▶ **WHAT YOU HAVE TO DO**: Everything in the listing should be restated word for word.

▶ **DATA TO EXAMINE**:
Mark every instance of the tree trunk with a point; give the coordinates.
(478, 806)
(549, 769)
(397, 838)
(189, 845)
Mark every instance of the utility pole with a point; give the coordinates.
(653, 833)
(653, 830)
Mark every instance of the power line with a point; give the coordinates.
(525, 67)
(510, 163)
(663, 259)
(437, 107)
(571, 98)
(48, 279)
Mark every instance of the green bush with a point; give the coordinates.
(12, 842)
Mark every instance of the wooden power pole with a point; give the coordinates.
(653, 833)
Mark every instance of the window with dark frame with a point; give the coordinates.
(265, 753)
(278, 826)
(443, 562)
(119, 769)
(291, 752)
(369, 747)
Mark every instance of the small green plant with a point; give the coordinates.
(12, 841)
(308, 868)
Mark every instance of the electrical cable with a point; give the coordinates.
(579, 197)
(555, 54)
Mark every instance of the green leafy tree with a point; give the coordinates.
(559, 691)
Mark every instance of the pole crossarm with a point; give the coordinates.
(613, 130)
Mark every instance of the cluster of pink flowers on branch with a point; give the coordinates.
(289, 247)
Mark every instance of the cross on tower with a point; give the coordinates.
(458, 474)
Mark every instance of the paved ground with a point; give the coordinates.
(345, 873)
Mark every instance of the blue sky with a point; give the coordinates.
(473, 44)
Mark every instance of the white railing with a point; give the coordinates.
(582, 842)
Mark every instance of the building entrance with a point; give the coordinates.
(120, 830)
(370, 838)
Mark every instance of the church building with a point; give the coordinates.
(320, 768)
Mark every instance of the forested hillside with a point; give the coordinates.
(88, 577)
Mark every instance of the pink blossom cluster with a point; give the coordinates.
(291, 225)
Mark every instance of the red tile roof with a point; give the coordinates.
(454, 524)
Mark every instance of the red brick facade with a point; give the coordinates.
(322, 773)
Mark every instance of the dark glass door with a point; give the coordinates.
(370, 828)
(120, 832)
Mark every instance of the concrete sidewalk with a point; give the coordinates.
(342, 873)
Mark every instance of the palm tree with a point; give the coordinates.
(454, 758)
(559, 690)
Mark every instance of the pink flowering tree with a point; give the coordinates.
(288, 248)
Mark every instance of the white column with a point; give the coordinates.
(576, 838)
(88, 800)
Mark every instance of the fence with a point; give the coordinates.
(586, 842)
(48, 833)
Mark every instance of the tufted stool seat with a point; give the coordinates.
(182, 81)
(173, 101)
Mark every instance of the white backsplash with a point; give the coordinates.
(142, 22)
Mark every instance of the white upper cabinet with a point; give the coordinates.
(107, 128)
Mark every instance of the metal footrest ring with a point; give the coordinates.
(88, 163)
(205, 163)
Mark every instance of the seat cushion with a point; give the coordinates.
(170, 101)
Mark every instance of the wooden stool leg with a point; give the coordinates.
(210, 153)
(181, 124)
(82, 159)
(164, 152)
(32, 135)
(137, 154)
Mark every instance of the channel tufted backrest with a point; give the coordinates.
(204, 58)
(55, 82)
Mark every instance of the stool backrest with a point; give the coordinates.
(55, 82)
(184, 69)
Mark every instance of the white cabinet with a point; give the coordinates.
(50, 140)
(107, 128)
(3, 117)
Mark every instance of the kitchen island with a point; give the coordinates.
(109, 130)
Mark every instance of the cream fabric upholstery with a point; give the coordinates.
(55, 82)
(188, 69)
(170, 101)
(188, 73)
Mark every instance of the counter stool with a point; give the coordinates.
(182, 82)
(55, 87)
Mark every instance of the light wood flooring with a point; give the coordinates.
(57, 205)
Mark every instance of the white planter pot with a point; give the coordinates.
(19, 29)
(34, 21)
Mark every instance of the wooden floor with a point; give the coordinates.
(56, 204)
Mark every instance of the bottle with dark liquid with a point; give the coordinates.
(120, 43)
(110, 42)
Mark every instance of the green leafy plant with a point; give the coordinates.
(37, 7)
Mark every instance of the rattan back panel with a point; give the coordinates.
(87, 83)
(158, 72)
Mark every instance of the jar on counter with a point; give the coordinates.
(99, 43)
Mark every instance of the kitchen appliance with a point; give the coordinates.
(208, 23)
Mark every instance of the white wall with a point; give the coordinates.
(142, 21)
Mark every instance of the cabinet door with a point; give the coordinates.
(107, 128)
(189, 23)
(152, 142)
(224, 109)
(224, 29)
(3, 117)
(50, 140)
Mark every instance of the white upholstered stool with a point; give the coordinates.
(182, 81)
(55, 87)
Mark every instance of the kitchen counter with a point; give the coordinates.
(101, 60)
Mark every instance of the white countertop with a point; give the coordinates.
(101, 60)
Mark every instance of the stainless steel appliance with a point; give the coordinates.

▶ **WRITTEN ANSWER**:
Mark every instance of the tree trunk with a point; give the coordinates.
(478, 806)
(549, 769)
(397, 838)
(189, 845)
Mark every instance of the utility pole with a point; give the coordinates.
(653, 833)
(653, 830)
Mark every instance of the power line with a point; give the coordinates.
(525, 67)
(510, 163)
(663, 259)
(437, 107)
(571, 98)
(48, 279)
Mark every instance of the green bush with a point; give the coordinates.
(12, 842)
Mark every instance of the wooden power pole with a point; give the coordinates.
(653, 833)
Mark every instance of the window with dark frame with a point; give the coordinates.
(265, 753)
(278, 826)
(443, 562)
(119, 769)
(291, 752)
(369, 747)
Mark every instance of the small green plant with a point; give the coordinates.
(12, 841)
(308, 868)
Mark every instance of the electrical cable with a point; give the coordinates.
(579, 197)
(555, 54)
Mark every instance of the green leafy tree with a point; give the coordinates.
(559, 691)
Mark every instance of the pole crossarm with a point; give the coordinates.
(613, 130)
Mark every instance of the cluster of pink flowers on branch with a point; give the coordinates.
(289, 247)
Mark every instance of the cross on tower with a point; give the coordinates.
(458, 474)
Mark every instance of the paved ground with a point; give the coordinates.
(345, 873)
Mark every instance of the blue sky with a point; give the coordinates.
(473, 44)
Mark every instance of the white railing with a point; give the coordinates.
(582, 842)
Mark every instance of the building entrance with a point; give the coordinates.
(120, 830)
(370, 838)
Mark every instance of the church building with a point; give the coordinates.
(320, 768)
Mark every instance of the forested hillside with a point; give the coordinates.
(88, 577)
Mark every instance of the pink blossom cluster with a point; give the coordinates.
(291, 225)
Mark every instance of the red tile roof with a point; give the coordinates.
(454, 524)
Mark every instance of the red brick facade with a point; give the coordinates.
(322, 773)
Mark every instance of the dark glass door with a point; give the coordinates.
(370, 828)
(120, 832)
Mark every instance of the concrete sidewalk with a point; give the coordinates.
(342, 873)
Mark every instance of the palm tree with a point; give the coordinates.
(454, 758)
(559, 690)
Mark every instance of the pink flowering tree with a point; give the coordinates.
(288, 248)
Mark every instance of the white column with a point; give the coordinates.
(576, 838)
(88, 800)
Mark every instance of the fence with a point; give the coordinates.
(586, 842)
(48, 833)
Mark every instance of the tufted stool seat with a point; give the coordinates.
(182, 81)
(173, 101)
Mark every instance of the white backsplash with a point; give the coordinates.
(142, 22)
Mark every instance of the white upper cabinet with a point; give the coordinates.
(107, 128)
Mark every instance of the metal footrest ring with a point; give the coordinates.
(88, 163)
(205, 163)
Mark every instance of the seat cushion with a point; give the coordinates.
(170, 101)
Mark every instance of the wooden stool leg with a point; give the coordinates.
(210, 153)
(181, 124)
(82, 159)
(164, 152)
(32, 135)
(137, 154)
Mark every instance of the channel tufted backrest with a point; give the coordinates.
(204, 58)
(55, 82)
Mark every instance of the stool backrest with a point; give the coordinates.
(55, 82)
(184, 69)
Mark every instance of the white cabinet with a point; give the coordinates.
(50, 140)
(107, 128)
(3, 117)
Mark every instance of the kitchen island with a point; give the coordinates.
(109, 130)
Mark every instance of the cream fabric upholstery with a point; give the coordinates.
(55, 82)
(188, 69)
(170, 101)
(188, 73)
Mark every instance of the counter stool with a point; give the coordinates.
(182, 82)
(55, 87)
Mark every instance of the light wood flooring with a point; give the coordinates.
(57, 205)
Mark every instance of the white planter pot with a point; give the coordinates.
(19, 29)
(34, 21)
Mark every instance of the wooden floor with a point; give the coordinates.
(56, 204)
Mark every instance of the bottle with dark liquid with a point; give the coordinates.
(120, 43)
(110, 42)
Mark every instance of the green leafy plant with a point; give the coordinates.
(37, 7)
Mark every instance of the rattan back panel with a point; give the coordinates.
(87, 83)
(158, 72)
Mark every instance of the jar on counter with a point; give the coordinates.
(99, 43)
Mark every instance of the kitchen appliance with a point; give the coordinates.
(208, 23)
Mark every instance of the white wall with a point; give the coordinates.
(142, 21)
Mark every instance of the cabinet door with a point; give the coordinates.
(107, 128)
(189, 23)
(152, 142)
(224, 109)
(224, 29)
(3, 117)
(50, 140)
Mark every instance of the white upholstered stool with a point; give the coordinates.
(182, 81)
(55, 87)
Mark every instance of the kitchen counter with a point; give the coordinates.
(101, 60)
Mark every instance of the white countertop with a point; give the coordinates.
(101, 60)
Mark every instance of the stainless steel appliance with a point; give the coordinates.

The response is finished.